*Written request*
Output the part of the listing that opens with the line containing "Would you be able to determine the whereabouts of the tree" and closes with the line containing "[317,0,370,246]", both ends included, as a JSON list of strings with one string per line and blank lines left out.

* * * * *

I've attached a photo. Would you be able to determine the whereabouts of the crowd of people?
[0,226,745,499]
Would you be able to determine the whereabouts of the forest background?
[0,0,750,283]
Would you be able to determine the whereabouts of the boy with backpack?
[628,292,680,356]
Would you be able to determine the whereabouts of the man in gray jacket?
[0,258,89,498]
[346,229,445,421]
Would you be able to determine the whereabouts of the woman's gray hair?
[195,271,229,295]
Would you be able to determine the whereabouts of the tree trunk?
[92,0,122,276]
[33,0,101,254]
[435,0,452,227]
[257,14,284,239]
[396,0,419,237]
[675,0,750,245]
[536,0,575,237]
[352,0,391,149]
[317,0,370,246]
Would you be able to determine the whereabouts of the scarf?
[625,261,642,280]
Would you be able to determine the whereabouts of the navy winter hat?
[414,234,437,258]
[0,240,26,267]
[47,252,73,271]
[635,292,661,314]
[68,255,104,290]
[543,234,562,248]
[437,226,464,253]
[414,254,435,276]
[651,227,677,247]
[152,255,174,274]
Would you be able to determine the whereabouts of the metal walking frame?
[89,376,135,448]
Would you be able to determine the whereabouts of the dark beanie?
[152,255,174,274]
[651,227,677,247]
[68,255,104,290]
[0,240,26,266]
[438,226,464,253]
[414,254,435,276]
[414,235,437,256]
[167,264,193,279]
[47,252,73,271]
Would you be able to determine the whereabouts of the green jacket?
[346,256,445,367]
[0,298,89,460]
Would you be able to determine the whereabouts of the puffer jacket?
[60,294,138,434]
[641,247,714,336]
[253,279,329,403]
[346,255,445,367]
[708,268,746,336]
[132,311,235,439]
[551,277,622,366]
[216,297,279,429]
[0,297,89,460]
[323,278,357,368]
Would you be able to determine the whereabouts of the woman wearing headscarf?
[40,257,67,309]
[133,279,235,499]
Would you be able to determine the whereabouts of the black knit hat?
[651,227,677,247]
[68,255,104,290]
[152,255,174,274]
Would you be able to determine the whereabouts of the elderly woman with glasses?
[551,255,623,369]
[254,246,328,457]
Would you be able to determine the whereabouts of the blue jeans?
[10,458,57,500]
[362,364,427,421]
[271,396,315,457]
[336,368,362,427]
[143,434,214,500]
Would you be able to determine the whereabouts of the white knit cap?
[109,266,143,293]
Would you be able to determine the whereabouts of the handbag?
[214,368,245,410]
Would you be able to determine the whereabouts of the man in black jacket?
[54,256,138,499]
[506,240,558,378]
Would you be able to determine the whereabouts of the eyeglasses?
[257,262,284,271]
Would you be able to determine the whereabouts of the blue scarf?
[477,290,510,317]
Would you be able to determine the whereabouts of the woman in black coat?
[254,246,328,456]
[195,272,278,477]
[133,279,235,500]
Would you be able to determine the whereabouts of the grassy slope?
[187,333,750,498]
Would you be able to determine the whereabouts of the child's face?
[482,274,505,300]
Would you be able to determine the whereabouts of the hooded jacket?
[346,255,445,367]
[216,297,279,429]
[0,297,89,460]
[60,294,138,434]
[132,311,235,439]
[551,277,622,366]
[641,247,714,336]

* * * * *

*In response*
[
  "Would you be able to determine the whereabouts of the tree trunk?",
  "[92,0,122,276]",
  "[33,0,101,254]",
  "[435,0,452,227]",
  "[257,14,284,239]",
  "[396,0,419,237]",
  "[675,0,750,245]",
  "[536,0,575,237]",
  "[352,0,391,149]",
  "[317,0,370,246]"
]